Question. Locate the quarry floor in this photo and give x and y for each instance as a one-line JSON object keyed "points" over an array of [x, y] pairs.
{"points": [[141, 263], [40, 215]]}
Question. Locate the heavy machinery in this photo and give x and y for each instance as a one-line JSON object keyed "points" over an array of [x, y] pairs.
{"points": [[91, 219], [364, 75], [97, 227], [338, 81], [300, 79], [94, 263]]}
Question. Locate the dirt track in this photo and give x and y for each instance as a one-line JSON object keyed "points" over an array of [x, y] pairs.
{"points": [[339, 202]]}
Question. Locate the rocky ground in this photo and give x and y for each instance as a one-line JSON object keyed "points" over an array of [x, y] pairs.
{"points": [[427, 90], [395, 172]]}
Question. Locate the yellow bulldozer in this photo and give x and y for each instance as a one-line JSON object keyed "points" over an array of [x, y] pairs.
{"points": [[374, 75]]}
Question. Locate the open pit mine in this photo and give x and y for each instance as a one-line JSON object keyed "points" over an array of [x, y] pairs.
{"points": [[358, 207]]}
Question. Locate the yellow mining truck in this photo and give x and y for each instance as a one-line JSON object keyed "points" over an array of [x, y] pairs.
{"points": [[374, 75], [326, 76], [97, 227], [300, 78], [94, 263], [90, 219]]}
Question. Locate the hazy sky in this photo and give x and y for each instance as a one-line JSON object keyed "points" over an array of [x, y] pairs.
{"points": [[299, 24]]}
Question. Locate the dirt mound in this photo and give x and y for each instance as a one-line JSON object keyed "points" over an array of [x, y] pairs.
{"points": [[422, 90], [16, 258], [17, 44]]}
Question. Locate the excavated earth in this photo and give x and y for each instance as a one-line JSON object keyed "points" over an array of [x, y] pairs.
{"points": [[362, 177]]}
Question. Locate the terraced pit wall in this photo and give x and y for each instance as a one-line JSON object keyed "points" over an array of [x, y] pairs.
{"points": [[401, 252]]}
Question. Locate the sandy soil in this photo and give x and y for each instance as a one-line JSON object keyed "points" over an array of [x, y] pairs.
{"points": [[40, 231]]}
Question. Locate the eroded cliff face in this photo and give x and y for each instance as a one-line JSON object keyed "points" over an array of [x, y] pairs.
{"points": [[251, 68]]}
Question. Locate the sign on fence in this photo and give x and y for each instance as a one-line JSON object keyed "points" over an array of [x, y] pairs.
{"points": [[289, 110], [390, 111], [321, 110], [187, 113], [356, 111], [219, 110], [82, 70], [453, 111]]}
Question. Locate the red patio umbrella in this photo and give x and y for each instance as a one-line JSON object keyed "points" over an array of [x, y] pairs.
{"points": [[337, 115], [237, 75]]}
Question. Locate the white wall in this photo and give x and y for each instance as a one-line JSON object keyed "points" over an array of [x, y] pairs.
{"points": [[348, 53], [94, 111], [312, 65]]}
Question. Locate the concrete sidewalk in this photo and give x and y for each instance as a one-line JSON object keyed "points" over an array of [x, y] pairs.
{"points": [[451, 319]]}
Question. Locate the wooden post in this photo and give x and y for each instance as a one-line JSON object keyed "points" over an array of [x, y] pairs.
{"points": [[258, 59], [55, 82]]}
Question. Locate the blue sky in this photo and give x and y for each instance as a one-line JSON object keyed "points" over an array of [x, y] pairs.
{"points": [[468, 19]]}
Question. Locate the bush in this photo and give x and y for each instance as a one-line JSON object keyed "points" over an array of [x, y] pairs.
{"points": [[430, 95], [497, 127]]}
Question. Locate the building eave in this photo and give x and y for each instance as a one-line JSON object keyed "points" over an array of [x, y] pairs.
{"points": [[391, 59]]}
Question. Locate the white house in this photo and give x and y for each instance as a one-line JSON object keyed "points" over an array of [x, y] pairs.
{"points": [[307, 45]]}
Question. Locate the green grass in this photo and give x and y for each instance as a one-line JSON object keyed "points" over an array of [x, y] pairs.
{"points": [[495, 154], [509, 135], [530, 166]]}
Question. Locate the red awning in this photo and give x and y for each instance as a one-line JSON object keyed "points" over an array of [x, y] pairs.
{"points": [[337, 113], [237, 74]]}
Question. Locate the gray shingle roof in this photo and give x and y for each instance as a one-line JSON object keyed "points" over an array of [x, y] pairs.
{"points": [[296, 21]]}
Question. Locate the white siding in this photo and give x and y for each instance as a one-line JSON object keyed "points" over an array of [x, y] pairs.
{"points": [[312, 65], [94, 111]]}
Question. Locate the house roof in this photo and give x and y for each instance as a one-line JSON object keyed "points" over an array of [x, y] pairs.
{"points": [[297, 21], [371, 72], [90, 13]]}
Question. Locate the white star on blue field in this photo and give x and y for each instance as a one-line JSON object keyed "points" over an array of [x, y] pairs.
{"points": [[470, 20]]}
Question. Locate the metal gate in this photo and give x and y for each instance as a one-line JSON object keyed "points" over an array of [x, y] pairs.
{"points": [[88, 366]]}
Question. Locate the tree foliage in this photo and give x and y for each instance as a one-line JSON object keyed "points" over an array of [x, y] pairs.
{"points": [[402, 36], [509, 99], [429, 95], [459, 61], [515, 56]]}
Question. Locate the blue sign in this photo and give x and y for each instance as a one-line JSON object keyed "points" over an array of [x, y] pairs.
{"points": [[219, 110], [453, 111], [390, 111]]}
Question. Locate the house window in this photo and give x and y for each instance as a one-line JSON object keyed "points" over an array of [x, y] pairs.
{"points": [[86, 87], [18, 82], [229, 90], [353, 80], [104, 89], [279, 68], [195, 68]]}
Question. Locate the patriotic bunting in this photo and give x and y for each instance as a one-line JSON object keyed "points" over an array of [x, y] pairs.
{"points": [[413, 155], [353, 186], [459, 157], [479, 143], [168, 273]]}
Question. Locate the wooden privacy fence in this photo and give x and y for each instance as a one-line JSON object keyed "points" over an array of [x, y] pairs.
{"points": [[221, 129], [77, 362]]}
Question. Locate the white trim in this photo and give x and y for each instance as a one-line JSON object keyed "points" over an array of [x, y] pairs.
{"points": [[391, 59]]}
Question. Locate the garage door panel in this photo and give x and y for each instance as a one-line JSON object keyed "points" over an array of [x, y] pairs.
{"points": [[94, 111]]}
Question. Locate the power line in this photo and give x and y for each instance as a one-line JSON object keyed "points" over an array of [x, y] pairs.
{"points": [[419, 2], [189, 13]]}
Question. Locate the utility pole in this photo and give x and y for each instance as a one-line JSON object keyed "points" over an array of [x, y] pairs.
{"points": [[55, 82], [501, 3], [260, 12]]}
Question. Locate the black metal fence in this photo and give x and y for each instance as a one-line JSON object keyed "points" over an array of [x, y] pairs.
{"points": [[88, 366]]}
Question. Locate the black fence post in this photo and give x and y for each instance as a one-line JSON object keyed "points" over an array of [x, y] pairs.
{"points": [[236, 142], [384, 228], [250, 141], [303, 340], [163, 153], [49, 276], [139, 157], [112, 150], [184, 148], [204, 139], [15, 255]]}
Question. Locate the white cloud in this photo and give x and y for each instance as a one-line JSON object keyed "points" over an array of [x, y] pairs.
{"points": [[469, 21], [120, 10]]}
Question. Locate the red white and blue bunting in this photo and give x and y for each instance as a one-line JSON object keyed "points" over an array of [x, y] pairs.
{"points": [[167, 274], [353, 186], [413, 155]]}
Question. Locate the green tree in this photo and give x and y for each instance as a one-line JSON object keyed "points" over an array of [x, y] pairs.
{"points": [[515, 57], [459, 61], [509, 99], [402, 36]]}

### EXERCISE INSTRUCTIONS
Starting at the line that contains "Question. Locate the white cloud", retype each line through the end of the listing above and nothing else.

### WORKED SOLUTION
Question. Locate the white cloud in this photo and give x and y for each instance as a one-line JSON object keyed "points" over an array of [x, y] pairs.
{"points": [[469, 21], [120, 10]]}
Question. Locate the red white and blue bunting in this photo and give x and y for each instance as a one-line JSON object keyed "points" over an array of [x, y] pairs.
{"points": [[167, 274], [353, 186], [413, 155]]}
Question. Locate the green tree in this photo and give x and y for each instance as a one-line JSON object keyed "points" over an array of [x, y] pairs.
{"points": [[515, 57], [459, 61], [509, 99], [402, 36]]}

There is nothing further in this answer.